> **网页摘录**:
────────────────────
楼主:平湖月满  时间:2010-10-04 17:24:33
[续前]
三、 樊燮诬告
一位知名学者这样评述晚清的曾左李三人:“曾国藩做人,左宗棠做事,李鸿章做官”。以“做事”二字概括左宗棠,贴切吗?
如果仔细研究一下左宗棠的人生,可以说,他的成就恰恰得益于没有少年时期一帆风顺科举成名,而且早早就退出了科场。
如果左宗棠在年轻时就进入官场,当然只能从基层做起,举头望去,满眼都是比自己官大的老爷,按照规矩,必须处处点头哈腰、巴结逢迎,过节送礼,过年行贿,还少不了按照黑心上级的命令去坑蒙拐骗搜刮地皮。对一个极富个性的人来讲,这些当然是很难接受的,于是,他的官场生涯大概免不了这样三种结局:第一种,实在无法忍耐,主动辞职,仍然回老家去当湘上农人;第二种,硬着头皮干,一来二去,得罪了一大群人,不知道什么时候被安了个什么罪名,革职回家,还不如第一种;第三种,既来之,则安之,久入鲍鱼之肆,慢慢地就不觉得有什么不习惯了,官场里的那一套逐渐改变了他原来的个性,于是,那个大清公务员团队中,又增加了一个人们司空见惯、毫无特色的成员,这样,也就不会有后来那个左宗棠了。然而,他所走的是一条极其罕见的路,有许多偶然因素,才使后来的晚清史上,出现了左宗棠这个人物。可以说,左宗棠步入官场的过程,完全是一个任何人都无法预知的突发事件,充满了传奇色彩,本帖不是小说,仍然只能根据各种史料的内容,去追寻历史的真相,对以往的种种论述、评论,进行分析和思考。
早在咸丰三年四月,刚刚第二次担任湖南巡抚的骆秉章就向清廷保荐左宗棠以同知直隶州选用,对于那些在科举道路上艰难跋涉的读书人来说,这已经比考中进士之后只能担任知县的情况职务高了许多,应该是梦寐以求的事,但左宗棠却推辞了。对于当官,他的确是有种种顾虑的。
左宗棠进入湘幕,声名远播,胡林翼在给左宗棠的书信中说:“丈在小淹,自嗟迟暮,世无知者,则曰除非帝赉良弼乃可耳。今已名在九重,而转有忧色。能忧,是吾丈见道处。”
胡林翼跟左宗棠同岁,又是世交好友,情同手足,一直兄弟相称。但胡林翼是陶桄的姐夫,左宗棠是陶桄的岳父,从这个关系上论,胡林翼称左宗棠为“丈”,算是客气。这里是说,左宗棠从前在安化小淹陶家教书时,经常嗟叹身居深山,无人知晓,随着时光流逝,一天天老去。这里引用了尚书中殷高宗武丁得贤相傅说辅佐的典故,除非有“梦帝赉予良弼”那样的奇迹,才能让自己的满腹经纶得到施展的机会。而现在已经连皇帝都知道你的名气了,却反而发起愁来了,能发愁,也是你很有眼光的表现。胡林翼的这种说法,证明左宗棠的心情的确是很矛盾的:一方面对于自己胸中的学问长期不得施展,白白浪费而深感遗憾,另一方面却又对一旦步入官场,充满了畏惧和顾虑。
────────────────────
> **待办事项**:
#1 在这段关于左宗棠的摘录中,骆秉章于咸丰三年四月保荐左宗棠以什么职务选用?
#2 从这段关于左宗棠的摘录中摘出自“早在咸丰三年四月,刚刚第二次”往下直到“步入官场,充满了畏惧和顾虑。”的全部原文,一字不改。
这些数据与上面的摘录没有关联。

> **所给数据**:
────────────────────
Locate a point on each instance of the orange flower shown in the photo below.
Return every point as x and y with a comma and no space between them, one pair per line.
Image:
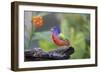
37,21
────────────────────
> **结果依次**:
#1 以同知直隶州选用。

#2
早在咸丰三年四月,刚刚第二次担任湖南巡抚的骆秉章就向清廷保荐左宗棠以同知直隶州选用,对于那些在科举道路上艰难跋涉的读书人来说,这已经比考中进士之后只能担任知县的情况职务高了许多,应该是梦寐以求的事,但左宗棠却推辞了。对于当官,他的确是有种种顾虑的。
左宗棠进入湘幕,声名远播,胡林翼在给左宗棠的书信中说:“丈在小淹,自嗟迟暮,世无知者,则曰除非帝赉良弼乃可耳。今已名在九重,而转有忧色。能忧,是吾丈见道处。”
胡林翼跟左宗棠同岁,又是世交好友,情同手足,一直兄弟相称。但胡林翼是陶桄的姐夫,左宗棠是陶桄的岳父,从这个关系上论,胡林翼称左宗棠为“丈”,算是客气。这里是说,左宗棠从前在安化小淹陶家教书时,经常嗟叹身居深山,无人知晓,随着时光流逝,一天天老去。这里引用了尚书中殷高宗武丁得贤相傅说辅佐的典故,除非有“梦帝赉予良弼”那样的奇迹,才能让自己的满腹经纶得到施展的机会。而现在已经连皇帝都知道你的名气了,却反而发起愁来了,能发愁,也是你很有眼光的表现。胡林翼的这种说法,证明左宗棠的心情的确是很矛盾的:一方面对于自己胸中的学问长期不得施展,白白浪费而深感遗憾,另一方面却又对一旦步入官场,充满了畏惧和顾虑。